**Task objective:** Please format the lines below as a JSON list of strings, with one string for each line and any blank lines omitted. Leave the pictures out of your answer.

————————

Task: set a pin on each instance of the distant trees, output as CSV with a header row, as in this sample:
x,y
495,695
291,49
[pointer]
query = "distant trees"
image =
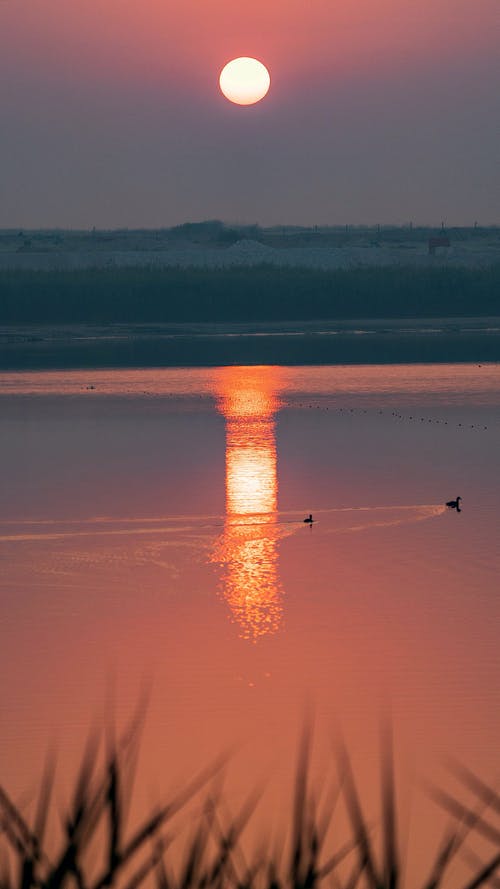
x,y
239,294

————————

**Written solution:**
[
  "Task: set a pin on each instance of the distant trees, output as CSV with a header row, as in this sample:",
  "x,y",
  "495,695",
  "291,49",
  "[pointer]",
  "query = \"distant trees\"",
  "image =",
  "x,y",
  "239,294"
]